*TASK OBJECTIVE*.
Report how many lines of the data contain the string "foliage". Add nothing.

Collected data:

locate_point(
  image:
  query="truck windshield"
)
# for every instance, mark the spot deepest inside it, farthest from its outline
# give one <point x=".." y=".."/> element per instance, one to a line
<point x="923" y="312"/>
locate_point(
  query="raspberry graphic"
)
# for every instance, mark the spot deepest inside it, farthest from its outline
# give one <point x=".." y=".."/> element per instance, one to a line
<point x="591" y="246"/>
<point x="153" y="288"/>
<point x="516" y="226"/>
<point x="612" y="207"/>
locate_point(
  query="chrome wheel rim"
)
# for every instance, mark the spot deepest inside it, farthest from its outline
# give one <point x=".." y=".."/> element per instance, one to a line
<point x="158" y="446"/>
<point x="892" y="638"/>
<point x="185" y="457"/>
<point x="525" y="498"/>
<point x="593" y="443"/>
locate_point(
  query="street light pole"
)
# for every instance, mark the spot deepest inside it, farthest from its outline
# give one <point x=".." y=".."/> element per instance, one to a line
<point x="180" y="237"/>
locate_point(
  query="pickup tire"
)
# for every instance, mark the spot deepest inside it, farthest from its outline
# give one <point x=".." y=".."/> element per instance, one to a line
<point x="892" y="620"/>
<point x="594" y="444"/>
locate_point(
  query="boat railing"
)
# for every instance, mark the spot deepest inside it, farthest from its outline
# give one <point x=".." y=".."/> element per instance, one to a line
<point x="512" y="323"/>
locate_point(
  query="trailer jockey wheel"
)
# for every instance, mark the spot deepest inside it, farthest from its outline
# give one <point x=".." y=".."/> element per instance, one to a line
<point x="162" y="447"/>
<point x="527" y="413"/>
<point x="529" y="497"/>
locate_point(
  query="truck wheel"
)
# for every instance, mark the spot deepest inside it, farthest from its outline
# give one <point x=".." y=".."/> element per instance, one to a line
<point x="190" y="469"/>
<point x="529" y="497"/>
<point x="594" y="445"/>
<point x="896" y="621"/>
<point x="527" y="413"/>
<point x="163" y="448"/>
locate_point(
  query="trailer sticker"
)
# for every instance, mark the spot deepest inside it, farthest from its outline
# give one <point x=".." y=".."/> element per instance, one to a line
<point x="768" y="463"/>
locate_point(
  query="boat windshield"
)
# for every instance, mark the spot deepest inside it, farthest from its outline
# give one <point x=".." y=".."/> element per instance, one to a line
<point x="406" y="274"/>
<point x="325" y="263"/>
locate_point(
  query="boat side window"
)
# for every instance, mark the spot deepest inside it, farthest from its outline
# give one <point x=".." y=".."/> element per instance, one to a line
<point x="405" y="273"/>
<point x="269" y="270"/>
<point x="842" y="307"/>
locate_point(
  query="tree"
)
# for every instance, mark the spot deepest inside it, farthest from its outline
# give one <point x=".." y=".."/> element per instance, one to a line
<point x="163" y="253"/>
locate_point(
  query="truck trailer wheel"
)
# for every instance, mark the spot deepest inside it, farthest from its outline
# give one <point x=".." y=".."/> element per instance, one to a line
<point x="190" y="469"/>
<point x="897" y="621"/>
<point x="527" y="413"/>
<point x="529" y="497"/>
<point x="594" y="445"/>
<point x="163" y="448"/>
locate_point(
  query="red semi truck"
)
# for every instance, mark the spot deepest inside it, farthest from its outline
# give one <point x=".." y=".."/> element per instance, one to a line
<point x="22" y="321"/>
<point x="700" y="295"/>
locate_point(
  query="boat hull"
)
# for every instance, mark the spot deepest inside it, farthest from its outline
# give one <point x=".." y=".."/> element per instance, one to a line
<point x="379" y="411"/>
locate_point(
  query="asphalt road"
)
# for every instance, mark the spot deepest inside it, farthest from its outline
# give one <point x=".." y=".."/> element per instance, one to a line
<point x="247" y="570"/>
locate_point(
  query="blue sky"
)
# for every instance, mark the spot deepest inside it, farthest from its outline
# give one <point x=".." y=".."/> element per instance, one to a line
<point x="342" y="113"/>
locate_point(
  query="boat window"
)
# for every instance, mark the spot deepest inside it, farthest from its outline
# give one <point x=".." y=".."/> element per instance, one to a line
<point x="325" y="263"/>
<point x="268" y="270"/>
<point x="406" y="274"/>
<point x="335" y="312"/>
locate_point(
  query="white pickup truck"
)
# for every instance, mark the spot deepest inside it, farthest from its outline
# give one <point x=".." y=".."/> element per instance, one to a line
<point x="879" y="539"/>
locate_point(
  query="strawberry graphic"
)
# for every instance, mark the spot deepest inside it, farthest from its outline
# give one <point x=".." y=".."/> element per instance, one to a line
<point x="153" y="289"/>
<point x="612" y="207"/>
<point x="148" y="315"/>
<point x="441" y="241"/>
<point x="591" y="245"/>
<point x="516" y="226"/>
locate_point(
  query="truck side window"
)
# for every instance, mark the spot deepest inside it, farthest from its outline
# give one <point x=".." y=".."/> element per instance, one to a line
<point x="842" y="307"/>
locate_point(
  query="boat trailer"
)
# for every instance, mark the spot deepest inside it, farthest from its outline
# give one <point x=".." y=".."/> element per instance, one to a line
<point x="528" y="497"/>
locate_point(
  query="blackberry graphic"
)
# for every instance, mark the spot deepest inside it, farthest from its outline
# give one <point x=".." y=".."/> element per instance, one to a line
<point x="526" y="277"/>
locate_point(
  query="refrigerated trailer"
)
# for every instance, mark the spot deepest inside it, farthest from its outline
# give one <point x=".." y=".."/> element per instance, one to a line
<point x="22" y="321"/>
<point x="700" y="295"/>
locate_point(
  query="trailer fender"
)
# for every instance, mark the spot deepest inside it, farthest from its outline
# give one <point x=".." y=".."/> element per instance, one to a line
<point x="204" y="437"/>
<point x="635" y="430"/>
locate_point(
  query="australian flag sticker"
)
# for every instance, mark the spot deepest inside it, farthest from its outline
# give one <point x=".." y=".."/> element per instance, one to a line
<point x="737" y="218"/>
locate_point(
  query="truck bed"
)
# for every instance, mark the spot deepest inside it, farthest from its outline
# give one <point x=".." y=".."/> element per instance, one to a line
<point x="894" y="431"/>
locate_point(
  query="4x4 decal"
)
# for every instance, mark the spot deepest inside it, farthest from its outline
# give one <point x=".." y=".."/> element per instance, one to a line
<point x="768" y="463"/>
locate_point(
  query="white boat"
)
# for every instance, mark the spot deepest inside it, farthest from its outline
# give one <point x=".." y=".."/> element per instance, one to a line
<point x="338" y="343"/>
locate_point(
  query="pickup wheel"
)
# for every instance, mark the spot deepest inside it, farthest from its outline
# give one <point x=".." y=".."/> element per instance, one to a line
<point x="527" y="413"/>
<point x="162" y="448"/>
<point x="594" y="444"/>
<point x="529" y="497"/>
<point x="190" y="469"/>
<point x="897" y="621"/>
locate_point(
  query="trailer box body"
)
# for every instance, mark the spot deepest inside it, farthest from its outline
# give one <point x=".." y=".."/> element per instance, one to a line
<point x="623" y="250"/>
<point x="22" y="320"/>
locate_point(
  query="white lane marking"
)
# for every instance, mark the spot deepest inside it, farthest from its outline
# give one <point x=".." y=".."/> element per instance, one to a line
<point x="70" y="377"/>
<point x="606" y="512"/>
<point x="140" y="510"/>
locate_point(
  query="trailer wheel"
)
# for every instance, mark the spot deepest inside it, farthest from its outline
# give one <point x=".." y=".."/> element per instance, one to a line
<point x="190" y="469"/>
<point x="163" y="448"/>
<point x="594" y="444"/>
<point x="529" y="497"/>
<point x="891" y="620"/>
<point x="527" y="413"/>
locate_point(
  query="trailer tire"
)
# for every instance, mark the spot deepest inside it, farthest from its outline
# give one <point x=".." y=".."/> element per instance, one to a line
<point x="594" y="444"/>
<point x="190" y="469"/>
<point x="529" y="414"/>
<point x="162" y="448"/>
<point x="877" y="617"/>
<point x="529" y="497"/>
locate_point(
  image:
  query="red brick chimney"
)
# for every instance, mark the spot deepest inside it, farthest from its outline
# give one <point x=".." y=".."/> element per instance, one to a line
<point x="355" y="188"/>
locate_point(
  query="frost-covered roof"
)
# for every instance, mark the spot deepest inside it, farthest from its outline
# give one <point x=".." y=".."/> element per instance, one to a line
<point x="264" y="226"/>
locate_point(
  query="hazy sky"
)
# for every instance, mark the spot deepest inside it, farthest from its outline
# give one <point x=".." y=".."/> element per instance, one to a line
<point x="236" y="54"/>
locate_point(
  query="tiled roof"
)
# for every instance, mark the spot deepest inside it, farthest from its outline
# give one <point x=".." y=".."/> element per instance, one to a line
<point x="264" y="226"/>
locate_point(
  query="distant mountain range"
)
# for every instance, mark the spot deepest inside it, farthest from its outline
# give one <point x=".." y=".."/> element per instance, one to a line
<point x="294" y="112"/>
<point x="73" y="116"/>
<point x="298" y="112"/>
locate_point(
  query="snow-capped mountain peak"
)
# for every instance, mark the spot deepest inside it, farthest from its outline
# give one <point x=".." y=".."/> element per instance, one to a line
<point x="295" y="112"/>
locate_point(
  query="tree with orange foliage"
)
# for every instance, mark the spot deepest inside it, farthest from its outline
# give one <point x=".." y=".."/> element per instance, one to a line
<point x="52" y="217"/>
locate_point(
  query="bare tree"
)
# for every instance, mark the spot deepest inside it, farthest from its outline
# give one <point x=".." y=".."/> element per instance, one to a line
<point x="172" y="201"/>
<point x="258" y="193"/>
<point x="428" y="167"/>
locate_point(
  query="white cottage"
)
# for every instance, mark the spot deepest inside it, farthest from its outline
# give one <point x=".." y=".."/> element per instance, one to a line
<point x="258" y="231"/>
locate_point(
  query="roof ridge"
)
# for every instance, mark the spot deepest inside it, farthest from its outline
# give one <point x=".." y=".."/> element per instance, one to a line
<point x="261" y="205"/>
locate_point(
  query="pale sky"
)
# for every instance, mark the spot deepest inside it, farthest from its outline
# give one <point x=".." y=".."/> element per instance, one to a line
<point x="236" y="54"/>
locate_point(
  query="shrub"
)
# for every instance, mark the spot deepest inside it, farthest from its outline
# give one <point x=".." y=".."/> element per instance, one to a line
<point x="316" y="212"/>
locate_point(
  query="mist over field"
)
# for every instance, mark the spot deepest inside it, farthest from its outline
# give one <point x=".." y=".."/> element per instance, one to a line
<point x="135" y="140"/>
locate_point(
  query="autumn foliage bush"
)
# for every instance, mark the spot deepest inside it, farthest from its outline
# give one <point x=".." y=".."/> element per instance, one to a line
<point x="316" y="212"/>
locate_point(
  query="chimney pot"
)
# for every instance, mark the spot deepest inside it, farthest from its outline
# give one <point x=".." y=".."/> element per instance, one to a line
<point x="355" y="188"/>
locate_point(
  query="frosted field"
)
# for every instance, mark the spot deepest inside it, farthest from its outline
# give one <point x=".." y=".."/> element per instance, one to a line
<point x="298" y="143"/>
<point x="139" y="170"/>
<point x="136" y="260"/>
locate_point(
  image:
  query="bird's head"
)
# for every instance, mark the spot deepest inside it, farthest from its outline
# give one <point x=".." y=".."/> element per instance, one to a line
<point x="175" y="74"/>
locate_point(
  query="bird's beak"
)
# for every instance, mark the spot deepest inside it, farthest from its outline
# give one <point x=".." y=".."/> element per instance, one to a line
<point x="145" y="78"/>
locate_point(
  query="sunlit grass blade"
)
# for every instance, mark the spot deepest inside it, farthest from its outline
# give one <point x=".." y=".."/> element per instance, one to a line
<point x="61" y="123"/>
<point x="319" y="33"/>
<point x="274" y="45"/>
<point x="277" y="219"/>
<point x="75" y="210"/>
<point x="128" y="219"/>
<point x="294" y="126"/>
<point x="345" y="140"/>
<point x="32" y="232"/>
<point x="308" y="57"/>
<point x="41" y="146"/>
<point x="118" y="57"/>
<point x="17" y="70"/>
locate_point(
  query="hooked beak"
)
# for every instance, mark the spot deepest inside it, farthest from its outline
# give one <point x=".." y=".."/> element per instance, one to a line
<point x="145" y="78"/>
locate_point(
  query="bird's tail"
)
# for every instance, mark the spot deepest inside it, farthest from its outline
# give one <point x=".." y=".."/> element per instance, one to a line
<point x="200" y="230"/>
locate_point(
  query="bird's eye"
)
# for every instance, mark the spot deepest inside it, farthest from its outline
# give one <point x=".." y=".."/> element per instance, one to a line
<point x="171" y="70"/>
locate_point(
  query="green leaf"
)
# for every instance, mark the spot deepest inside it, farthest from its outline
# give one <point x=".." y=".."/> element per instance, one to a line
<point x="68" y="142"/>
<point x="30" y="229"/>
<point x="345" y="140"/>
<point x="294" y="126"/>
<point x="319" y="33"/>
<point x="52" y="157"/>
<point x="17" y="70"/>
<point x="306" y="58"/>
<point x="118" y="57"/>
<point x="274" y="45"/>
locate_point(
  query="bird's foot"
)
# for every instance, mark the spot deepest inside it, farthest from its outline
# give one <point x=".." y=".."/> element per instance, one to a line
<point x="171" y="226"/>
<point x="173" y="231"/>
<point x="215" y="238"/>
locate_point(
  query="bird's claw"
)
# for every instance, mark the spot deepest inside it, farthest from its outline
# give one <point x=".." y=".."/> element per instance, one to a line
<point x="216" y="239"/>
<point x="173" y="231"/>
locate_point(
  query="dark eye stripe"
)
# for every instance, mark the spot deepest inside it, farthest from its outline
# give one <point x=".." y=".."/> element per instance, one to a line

*ANSWER SECTION*.
2